Activity = Everything from the line containing "Example line: top-left" to the end of the listing is to be set down exactly, both ends included, and nothing before it.

▼

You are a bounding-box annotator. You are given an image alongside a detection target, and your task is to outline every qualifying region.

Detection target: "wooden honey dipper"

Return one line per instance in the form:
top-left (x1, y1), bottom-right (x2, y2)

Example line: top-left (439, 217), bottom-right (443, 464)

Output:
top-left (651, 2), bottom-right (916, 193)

▲

Answer to this problem =
Example line: top-left (439, 217), bottom-right (443, 464)

Output:
top-left (651, 2), bottom-right (916, 193)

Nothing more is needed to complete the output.